(Bloomberg) — Here’s the key business news from London-listed companies this morning.
AstraZeneca Plc: The pharmaceutical giant reported first-quarter results that beat analysts’ expectations on rising demand for cancer medicines, amongst other treatments.
- It said total revenue from Covid-19 medicines will decline by low-to-mid twenties percentage this year, as sales of its antibody drug partially offset a decline in sales of its vaccine
- The company also announced a new headquarters for Alexion, its newly acquired arm, and for research and development in Cambridge, Massachusetts
Reckitt Benckiser Group Plc : The consumer giant joined peers in saying it raised the price of its products to offset soaring supply chain costs, which helped it beat first-quarter revenue estimates.

ENTRIES SHOWN |
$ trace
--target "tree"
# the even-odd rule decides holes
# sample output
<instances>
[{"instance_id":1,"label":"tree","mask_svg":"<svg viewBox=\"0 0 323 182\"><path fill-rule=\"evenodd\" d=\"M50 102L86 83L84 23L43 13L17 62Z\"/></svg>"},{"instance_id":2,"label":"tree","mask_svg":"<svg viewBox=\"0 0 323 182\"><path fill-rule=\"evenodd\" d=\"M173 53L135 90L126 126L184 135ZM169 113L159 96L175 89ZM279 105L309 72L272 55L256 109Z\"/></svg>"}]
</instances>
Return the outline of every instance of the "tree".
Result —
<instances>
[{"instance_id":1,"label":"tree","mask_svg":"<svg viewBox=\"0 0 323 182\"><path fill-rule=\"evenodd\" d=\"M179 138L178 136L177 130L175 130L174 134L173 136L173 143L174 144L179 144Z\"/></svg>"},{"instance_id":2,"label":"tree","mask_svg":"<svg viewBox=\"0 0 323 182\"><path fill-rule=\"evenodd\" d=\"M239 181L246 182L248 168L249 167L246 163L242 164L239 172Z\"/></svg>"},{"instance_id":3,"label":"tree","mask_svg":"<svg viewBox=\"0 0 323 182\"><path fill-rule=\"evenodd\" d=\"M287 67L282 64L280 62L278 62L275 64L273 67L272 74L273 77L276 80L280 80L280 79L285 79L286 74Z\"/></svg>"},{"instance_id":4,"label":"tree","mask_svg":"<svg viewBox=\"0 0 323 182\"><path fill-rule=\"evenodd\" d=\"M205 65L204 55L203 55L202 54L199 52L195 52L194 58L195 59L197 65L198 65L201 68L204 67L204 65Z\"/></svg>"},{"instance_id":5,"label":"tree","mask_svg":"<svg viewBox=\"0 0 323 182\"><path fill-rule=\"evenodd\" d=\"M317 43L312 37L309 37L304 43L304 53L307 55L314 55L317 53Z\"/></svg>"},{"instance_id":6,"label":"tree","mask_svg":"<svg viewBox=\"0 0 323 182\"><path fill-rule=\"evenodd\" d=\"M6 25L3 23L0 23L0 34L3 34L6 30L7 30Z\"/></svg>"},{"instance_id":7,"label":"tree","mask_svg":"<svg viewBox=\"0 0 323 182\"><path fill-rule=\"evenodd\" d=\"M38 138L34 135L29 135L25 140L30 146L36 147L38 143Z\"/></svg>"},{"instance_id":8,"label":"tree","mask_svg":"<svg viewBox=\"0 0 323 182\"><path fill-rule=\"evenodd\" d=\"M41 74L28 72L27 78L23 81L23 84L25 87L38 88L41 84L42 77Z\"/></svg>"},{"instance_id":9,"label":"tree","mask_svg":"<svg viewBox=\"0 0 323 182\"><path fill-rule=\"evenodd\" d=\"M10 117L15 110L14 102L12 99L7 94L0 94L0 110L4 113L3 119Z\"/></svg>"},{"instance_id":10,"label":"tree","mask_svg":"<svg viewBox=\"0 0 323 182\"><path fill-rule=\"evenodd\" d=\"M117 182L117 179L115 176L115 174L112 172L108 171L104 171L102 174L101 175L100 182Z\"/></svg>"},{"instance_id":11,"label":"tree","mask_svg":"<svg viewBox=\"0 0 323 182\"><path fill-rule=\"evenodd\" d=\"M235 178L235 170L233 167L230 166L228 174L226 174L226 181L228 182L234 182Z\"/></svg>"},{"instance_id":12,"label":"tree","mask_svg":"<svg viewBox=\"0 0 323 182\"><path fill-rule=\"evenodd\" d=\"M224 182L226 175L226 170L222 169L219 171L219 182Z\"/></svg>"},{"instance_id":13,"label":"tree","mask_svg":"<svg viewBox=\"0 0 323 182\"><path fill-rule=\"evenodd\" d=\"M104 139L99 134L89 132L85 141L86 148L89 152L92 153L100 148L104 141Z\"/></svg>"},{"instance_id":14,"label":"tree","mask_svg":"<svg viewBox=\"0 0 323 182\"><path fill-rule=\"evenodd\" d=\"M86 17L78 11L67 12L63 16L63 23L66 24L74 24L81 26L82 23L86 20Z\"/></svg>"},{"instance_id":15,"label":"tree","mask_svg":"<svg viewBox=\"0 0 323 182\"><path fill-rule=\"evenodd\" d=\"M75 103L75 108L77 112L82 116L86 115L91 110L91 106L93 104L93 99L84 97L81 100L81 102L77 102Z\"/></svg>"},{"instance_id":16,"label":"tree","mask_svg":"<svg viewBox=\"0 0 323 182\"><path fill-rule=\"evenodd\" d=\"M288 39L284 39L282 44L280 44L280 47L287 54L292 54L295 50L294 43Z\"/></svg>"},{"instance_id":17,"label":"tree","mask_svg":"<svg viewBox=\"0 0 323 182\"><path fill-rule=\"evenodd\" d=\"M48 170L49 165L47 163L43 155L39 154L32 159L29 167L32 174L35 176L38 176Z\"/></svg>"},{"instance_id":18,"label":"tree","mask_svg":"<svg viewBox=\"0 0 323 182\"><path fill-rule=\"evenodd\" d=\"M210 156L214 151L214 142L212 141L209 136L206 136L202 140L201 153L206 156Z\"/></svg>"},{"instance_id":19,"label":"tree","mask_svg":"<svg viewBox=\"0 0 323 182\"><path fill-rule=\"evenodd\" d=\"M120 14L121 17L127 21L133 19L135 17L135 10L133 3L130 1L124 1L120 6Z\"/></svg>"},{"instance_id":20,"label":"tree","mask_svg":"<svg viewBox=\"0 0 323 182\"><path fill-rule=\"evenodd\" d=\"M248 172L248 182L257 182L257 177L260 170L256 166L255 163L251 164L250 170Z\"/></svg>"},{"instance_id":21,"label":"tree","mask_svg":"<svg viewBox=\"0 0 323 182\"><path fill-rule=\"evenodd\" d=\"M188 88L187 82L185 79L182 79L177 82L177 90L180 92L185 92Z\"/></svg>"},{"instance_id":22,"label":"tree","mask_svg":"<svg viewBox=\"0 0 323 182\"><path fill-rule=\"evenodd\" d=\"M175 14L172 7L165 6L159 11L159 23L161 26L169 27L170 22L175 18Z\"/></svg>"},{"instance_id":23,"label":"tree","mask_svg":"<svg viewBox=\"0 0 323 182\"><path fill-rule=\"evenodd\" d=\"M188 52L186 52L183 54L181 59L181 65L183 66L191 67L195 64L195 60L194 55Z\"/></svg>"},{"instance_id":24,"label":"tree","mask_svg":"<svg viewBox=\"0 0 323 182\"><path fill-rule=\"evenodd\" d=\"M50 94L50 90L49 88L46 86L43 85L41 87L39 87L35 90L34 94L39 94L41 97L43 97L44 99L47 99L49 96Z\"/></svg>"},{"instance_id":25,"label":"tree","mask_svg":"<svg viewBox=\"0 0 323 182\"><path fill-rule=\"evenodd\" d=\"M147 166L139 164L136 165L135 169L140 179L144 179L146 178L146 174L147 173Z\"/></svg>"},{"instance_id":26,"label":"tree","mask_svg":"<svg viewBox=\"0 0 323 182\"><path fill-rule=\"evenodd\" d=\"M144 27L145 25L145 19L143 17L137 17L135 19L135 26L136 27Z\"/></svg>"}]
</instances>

WORK INSTRUCTIONS | Please copy out the London business news text in full, word for word. The records come from a different source than the text.

YOUR SOLUTION |
(Bloomberg) — Here’s the key business news from London-listed companies this morning.
AstraZeneca Plc: The pharmaceutical giant reported first-quarter results that beat analysts’ expectations on rising demand for cancer medicines, amongst other treatments.
- It said total revenue from Covid-19 medicines will decline by low-to-mid twenties percentage this year, as sales of its antibody drug partially offset a decline in sales of its vaccine
- The company also announced a new headquarters for Alexion, its newly acquired arm, and for research and development in Cambridge, Massachusetts
Reckitt Benckiser Group Plc : The consumer giant joined peers in saying it raised the price of its products to offset soaring supply chain costs, which helped it beat first-quarter revenue estimates.